**Document section:**
■ ■ ■ ■ ■

Polonium & Politicians
So, a former commie spy gives another former commie spy a doggy cup of tea & a few days later we go one light in the trench coat / snap brim fedora department. The problem with that it what exactly? After all, tea that actually glows in the dark is only a few more points up the Socrates scale than Cadbury’s have been serving up in their Fruit & Salmonella bars recently - now that hasn’t caused a diplomatic crisis, although I saw on the evening news that m’learned friends are starting to mutter their time honoured mantra of ‘class action’ in the same way that horse flies are drawn to a fresh cow pat but then again when it comes to lawyers, yes, sh1t sticks.

Anyway, just for a moment yesterday, Westminster was rocked – the members bar where our diligent MPs drink diligently, emptied for at least 5 minutes or so to hear the startling news that Comrade Gordonski Brown’s Central Committee was announcing policy in direct contravention of their own guidelines on how to spin. Yes that’s right, the Foreign & Commonwealth Office announced that it was expelling four Russian diplomats. As Tax & Waste watchers of old will know, any announcement that the Goblin King wants to make is normally articulated not by the department concerned but via his #1 bitch, Ed Balls.

■ ■ ■ ■ ■

**Work instructions:**
1. Please update the stretch of the blog post from "Polonium & Politicians" through "yes, sh1t sticks.", changing "tea" to "coffee".
2. Return each line of the records in which the word "stone" occurs.

**Input:**
■ ■ ■ ■ ■

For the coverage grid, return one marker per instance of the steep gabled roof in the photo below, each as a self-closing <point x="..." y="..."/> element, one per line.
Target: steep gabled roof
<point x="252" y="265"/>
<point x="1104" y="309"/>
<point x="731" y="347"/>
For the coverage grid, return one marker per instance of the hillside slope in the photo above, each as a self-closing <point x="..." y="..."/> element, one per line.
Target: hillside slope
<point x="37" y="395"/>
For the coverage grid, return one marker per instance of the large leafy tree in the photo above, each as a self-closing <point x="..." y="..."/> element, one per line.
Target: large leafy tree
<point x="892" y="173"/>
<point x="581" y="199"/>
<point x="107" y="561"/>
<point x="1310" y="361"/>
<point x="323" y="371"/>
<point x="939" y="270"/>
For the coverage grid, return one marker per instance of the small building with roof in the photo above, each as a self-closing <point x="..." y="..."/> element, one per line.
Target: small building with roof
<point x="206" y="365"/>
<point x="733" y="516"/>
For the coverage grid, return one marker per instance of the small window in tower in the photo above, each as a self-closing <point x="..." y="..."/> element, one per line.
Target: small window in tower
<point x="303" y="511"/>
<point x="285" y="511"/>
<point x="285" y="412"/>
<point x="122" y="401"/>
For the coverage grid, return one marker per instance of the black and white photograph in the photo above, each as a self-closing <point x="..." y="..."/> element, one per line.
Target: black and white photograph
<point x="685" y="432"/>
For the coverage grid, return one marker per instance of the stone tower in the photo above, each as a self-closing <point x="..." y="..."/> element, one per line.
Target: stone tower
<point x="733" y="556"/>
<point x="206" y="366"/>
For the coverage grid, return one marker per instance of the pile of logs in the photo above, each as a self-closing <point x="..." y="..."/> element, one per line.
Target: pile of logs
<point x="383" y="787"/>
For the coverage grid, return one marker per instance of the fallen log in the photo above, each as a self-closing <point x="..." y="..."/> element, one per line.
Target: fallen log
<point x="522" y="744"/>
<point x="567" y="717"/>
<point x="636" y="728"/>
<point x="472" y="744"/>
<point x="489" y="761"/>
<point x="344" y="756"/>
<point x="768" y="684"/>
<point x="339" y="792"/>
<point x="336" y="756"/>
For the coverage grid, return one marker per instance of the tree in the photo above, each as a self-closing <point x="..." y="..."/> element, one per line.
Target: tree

■ ■ ■ ■ ■

**Responses to the exercise:**
1.
Polonium & Politicians
So, a former commie spy gives another former commie spy a doggy cup of coffee & a few days later we go one light in the trench coat / snap brim fedora department. The problem with that it what exactly? After all, coffee that actually glows in the dark is only a few more points up the Socrates scale than Cadbury’s have been serving up in their Fruit & Salmonella bars recently - now that hasn’t caused a diplomatic crisis, although I saw on the evening news that m’learned friends are starting to mutter their time honoured mantra of ‘class action’ in the same way that horse flies are drawn to a fresh cow pat but then again when it comes to lawyers, yes, sh1t sticks.

2.
For the coverage grid, return one marker per instance of the stone tower in the photo above, each as a self-closing <point x="..." y="..."/> element, one per line.
Target: stone tower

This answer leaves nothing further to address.